* REQUIRED WORK
Among the records, find the lines that hold the string "dirt" and return them.

• • • • •

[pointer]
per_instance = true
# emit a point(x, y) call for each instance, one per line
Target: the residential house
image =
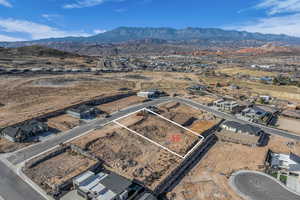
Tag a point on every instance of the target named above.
point(153, 93)
point(255, 114)
point(84, 112)
point(248, 129)
point(227, 106)
point(241, 128)
point(25, 131)
point(147, 196)
point(102, 186)
point(289, 166)
point(197, 87)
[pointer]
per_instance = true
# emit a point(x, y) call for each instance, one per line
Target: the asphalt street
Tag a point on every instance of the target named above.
point(257, 186)
point(12, 187)
point(23, 155)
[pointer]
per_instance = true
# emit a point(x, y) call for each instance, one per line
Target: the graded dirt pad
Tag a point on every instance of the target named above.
point(194, 119)
point(120, 104)
point(238, 138)
point(7, 146)
point(129, 155)
point(24, 100)
point(289, 124)
point(58, 169)
point(63, 122)
point(163, 132)
point(209, 179)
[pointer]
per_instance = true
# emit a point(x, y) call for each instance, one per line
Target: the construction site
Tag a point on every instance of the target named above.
point(55, 170)
point(208, 180)
point(143, 146)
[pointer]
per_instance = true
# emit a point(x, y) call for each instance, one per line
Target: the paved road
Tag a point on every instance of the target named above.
point(233, 118)
point(257, 186)
point(23, 155)
point(12, 187)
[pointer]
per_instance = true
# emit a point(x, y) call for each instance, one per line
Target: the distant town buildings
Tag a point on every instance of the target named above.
point(21, 133)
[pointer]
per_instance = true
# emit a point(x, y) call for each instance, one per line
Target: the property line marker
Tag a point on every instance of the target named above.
point(197, 134)
point(182, 157)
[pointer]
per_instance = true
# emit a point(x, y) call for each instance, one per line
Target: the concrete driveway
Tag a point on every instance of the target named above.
point(252, 185)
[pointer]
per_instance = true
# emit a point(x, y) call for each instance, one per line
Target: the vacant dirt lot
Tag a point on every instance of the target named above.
point(58, 169)
point(194, 119)
point(24, 98)
point(7, 146)
point(163, 132)
point(120, 104)
point(289, 124)
point(209, 179)
point(63, 122)
point(129, 155)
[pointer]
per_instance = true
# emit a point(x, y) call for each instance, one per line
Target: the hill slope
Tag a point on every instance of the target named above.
point(192, 35)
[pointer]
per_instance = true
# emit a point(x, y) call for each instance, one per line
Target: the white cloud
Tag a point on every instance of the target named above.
point(83, 4)
point(86, 3)
point(279, 6)
point(5, 38)
point(98, 31)
point(5, 3)
point(50, 17)
point(35, 30)
point(289, 24)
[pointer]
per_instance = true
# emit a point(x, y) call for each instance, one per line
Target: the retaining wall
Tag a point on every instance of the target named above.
point(93, 102)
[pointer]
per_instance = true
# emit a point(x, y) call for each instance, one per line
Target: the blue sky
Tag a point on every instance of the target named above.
point(37, 19)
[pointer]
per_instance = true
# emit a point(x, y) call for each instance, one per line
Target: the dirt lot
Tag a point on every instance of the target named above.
point(209, 179)
point(58, 169)
point(238, 138)
point(163, 132)
point(129, 155)
point(197, 120)
point(251, 72)
point(24, 99)
point(120, 104)
point(63, 122)
point(289, 124)
point(6, 146)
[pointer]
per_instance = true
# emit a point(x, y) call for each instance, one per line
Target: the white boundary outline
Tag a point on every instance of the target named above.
point(149, 140)
point(197, 134)
point(182, 157)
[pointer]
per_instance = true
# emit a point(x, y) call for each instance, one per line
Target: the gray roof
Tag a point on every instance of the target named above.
point(295, 158)
point(294, 168)
point(147, 196)
point(246, 128)
point(116, 183)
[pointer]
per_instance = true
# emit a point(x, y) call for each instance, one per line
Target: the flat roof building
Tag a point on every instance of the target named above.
point(102, 186)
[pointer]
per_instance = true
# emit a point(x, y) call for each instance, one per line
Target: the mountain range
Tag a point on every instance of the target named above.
point(158, 38)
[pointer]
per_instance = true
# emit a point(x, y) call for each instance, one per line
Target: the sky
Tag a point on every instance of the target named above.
point(22, 20)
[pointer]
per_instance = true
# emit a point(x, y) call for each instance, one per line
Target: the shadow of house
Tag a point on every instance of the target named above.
point(25, 131)
point(248, 129)
point(84, 112)
point(102, 186)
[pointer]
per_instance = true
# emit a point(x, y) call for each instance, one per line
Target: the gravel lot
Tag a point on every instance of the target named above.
point(256, 186)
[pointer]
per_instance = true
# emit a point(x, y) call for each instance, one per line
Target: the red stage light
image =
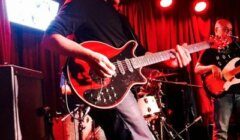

• • • • •

* RESULT OF THIS TASK
Target: the graded dirt pad
Target: the vacant dirt lot
Target: the dirt lot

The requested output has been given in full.